ACTIONS TO TAKE:
1. Copy word for word the part of the American Crystal Sugar lockout passage that begins at the words "Workers at American" and ends after the words "we’re doing here.".
2. Answer these questions using the American Crystal Sugar lockout passage:
(a) How long have the workers been locked out?
(b) How heavy was the tumor removed from Berg's friend?
(c) Which union made the recording available?
3. Continue the passage about the American Crystal Sugar lockout, starting after its last sentence.

TEXT PASSAGE:
========================================================================

Workers at American Crystal Sugar remain locked out after four months—and a recording of company CEO Dave Berg speaking to shareholders on Nov. 7 demonstrates very clearly what the workers are up against.
Berg describes a friend who was feeling unwell and, after going to the doctor, had a 21-pound tumor removed. He continues:
I’m not saying a labor contract is cancer, but it affects you, it will drag you backward, you can’t do what you need to do. And I’m not saying we’re trying to get rid of the labor contract, we are not about union-busting. Take that one home with you, we are not about union-busting, but we can’t let the labor contract make us sick for ever and ever and ever. We have to treat the disease and that’s what we’re doing here.
(The recording was made available by the Bakery, Confectionery, Tobacco Workers and Grain Millers union.)

========================================================================

RECORD EXTRACTS:

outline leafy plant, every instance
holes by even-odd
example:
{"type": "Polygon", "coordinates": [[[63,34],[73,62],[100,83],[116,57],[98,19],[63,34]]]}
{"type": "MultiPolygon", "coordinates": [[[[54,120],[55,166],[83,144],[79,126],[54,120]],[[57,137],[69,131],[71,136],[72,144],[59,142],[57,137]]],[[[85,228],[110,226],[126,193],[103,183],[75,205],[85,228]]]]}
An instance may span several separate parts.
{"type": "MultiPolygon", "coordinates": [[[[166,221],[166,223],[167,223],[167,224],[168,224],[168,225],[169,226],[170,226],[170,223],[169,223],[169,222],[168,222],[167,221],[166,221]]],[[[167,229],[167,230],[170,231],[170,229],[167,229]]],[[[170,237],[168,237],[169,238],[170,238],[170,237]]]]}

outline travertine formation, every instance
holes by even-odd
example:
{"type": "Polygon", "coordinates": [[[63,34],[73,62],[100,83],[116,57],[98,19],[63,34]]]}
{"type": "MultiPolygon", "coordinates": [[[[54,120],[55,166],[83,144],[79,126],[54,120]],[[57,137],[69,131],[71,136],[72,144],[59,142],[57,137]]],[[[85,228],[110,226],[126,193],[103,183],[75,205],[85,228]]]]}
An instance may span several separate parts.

========================================================================

RESPONSES FOR EACH TASK:
1.
Workers at American Crystal Sugar remain locked out after four months—and a recording of company CEO Dave Berg speaking to shareholders on Nov. 7 demonstrates very clearly what the workers are up against.
Berg describes a friend who was feeling unwell and, after going to the doctor, had a 21-pound tumor removed. He continues:
I’m not saying a labor contract is cancer, but it affects you, it will drag you backward, you can’t do what you need to do. And I’m not saying we’re trying to get rid of the labor contract, we are not about union-busting. Take that one home with you, we are not about union-busting, but we can’t let the labor contract make us sick for ever and ever and ever. We have to treat the disease and that’s what we’re doing here.

2.
(a) Four months.
(b) 21 pounds.
(c) The Bakery, Confectionery, Tobacco Workers and Grain Millers union.

3.
I don't know about you, but speaking for me, when the CEO of a company that has locked out its workers and hired replacement workers despite safety problems starts off with "I'm not saying a labor contract is cancer" in the midst of comparing his company's labor contract to cancer, his subsequent claim that "we are not about union-busting" starts to feel a little disingenuous. Particularly when in the same speech he returns to the cancer analogy, saying "At some point that tumor's got to come out. That's what we're doing" and referring to the money the lockout was costing the company as an investment.
Writing about the NBA lockout, Charles Pierce nailed it:
[L]ockouts are, and will always be, things willed into being exclusively by management. They are not natural phenomena. They are never truly unavoidable. They don't "just happen," and they certainly do not occur because "both sides" are at fault. Lockouts occur when management believes that unions are too strong, and they occur when management believes that unions are too weak, and they occur when management doesn't want a union to exist at all. Lockouts are not devices of economic correction. That's just a byproduct. Lockouts are attempts by management to exercise control over their workers. Period.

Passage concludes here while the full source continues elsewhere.